[Opening Supplied entries section]
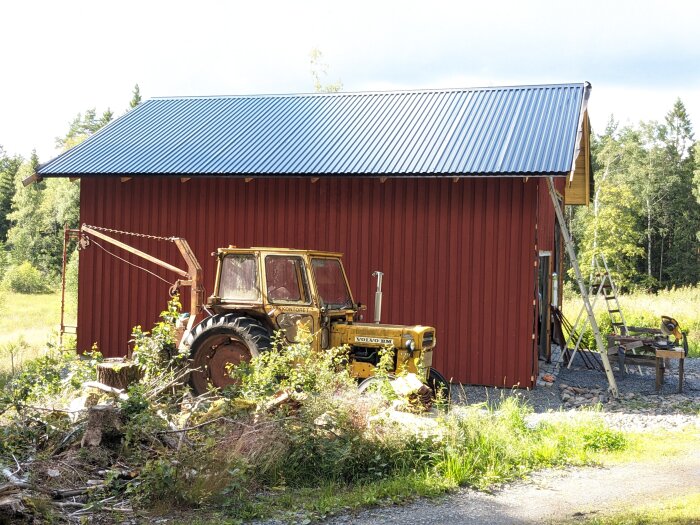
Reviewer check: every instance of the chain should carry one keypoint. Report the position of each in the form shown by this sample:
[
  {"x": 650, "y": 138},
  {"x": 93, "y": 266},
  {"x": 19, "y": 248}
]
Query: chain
[{"x": 143, "y": 235}]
[Closing Supplied entries section]
= Problem =
Skipping any pictures, transcribe the full listing exactly.

= Answer to the problem =
Reviewer check: every instance of the chain should carry one keypoint. Report the position of each in the form shown by this sample:
[
  {"x": 650, "y": 138},
  {"x": 93, "y": 266},
  {"x": 19, "y": 248}
]
Query: chain
[{"x": 143, "y": 235}]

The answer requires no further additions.